INSTRUCTIONS TO FOLLOW
Line count for the string "front": give the number of lines in the data below that contain it, and nothing more.

=== Section Start ===

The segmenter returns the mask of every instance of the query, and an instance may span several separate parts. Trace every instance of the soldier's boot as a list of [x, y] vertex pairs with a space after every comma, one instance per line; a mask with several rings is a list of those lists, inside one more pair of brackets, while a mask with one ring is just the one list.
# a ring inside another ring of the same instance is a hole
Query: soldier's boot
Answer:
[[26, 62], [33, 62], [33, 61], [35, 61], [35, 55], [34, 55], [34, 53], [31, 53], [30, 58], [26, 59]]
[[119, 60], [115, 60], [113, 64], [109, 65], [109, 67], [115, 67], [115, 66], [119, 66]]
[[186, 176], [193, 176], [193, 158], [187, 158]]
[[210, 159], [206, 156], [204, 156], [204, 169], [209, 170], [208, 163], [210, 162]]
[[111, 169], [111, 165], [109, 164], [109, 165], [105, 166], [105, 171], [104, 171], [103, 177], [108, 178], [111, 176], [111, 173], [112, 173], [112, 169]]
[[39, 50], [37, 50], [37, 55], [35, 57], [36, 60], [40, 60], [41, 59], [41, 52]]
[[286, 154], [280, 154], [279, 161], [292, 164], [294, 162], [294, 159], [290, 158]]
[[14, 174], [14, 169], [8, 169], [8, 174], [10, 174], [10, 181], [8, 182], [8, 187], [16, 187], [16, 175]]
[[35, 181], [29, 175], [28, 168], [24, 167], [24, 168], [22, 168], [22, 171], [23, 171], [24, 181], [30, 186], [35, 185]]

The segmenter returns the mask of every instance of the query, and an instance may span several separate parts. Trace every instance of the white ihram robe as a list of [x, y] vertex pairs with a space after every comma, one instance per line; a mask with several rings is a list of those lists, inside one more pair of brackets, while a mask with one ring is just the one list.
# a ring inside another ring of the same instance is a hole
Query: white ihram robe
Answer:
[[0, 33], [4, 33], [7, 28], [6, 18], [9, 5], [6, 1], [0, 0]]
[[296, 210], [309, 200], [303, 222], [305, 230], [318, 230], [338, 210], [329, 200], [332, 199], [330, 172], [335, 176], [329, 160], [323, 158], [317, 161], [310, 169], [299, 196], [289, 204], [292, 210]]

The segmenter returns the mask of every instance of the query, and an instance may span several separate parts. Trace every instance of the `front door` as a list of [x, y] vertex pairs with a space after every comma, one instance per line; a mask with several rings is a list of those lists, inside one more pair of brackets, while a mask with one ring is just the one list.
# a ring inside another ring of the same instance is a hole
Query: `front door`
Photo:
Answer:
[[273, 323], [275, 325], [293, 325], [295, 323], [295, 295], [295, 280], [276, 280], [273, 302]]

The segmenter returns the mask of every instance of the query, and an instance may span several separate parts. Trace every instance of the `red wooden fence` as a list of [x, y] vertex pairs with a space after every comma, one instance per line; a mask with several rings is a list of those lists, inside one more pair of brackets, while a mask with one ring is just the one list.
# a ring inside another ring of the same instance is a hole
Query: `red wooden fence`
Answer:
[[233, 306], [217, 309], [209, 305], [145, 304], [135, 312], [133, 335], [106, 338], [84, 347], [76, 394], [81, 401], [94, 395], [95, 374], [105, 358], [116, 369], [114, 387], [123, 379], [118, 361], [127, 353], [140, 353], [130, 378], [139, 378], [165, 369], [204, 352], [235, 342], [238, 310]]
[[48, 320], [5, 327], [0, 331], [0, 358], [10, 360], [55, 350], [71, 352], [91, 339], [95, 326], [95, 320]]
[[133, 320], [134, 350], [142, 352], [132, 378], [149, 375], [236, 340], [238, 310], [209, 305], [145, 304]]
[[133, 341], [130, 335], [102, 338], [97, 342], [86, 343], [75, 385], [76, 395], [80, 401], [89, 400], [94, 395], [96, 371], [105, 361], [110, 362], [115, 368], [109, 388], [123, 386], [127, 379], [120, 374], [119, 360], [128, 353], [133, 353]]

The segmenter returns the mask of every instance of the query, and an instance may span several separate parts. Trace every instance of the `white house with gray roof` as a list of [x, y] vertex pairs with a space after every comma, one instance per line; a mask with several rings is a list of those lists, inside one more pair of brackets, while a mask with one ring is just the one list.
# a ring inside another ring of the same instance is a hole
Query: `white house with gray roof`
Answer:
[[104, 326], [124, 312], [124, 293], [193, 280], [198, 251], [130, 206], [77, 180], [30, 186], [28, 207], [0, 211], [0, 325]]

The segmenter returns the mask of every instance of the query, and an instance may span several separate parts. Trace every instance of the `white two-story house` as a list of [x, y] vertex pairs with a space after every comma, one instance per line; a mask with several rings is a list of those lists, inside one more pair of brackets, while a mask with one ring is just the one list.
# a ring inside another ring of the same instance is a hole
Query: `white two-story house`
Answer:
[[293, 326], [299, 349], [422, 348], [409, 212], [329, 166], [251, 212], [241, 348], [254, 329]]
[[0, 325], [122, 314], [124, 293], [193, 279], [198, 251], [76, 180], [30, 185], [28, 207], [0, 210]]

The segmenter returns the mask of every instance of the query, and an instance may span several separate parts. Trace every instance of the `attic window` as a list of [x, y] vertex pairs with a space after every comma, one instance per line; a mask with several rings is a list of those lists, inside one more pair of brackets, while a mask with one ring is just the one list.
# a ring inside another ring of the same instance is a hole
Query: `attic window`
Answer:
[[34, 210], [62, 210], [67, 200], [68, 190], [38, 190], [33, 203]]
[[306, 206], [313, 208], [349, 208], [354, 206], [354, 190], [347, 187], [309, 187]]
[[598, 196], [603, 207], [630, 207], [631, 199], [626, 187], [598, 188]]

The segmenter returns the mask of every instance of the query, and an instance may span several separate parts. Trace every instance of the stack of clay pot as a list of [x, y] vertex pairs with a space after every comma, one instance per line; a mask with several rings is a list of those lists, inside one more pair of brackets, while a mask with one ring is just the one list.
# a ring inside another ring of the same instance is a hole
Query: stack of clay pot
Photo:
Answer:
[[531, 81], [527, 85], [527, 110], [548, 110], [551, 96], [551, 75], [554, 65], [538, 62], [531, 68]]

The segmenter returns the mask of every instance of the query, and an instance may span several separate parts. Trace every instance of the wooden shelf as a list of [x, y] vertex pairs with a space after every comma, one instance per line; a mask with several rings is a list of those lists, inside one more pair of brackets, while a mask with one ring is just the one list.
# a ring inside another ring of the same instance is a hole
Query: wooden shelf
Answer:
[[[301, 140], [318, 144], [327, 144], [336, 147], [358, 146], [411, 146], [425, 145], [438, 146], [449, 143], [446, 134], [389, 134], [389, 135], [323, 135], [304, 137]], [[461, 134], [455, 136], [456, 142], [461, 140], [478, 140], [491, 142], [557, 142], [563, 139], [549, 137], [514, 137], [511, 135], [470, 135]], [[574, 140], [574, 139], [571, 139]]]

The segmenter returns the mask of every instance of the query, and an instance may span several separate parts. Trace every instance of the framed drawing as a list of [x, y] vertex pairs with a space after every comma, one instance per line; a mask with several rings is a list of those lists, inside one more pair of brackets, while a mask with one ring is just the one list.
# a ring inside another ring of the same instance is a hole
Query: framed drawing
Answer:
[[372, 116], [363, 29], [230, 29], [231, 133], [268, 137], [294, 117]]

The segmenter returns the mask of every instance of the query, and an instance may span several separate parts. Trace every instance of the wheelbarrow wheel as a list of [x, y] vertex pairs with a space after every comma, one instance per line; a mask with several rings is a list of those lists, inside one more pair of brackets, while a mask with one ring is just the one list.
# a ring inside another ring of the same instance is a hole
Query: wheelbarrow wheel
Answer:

=== Section End ===

YOUR SOLUTION
2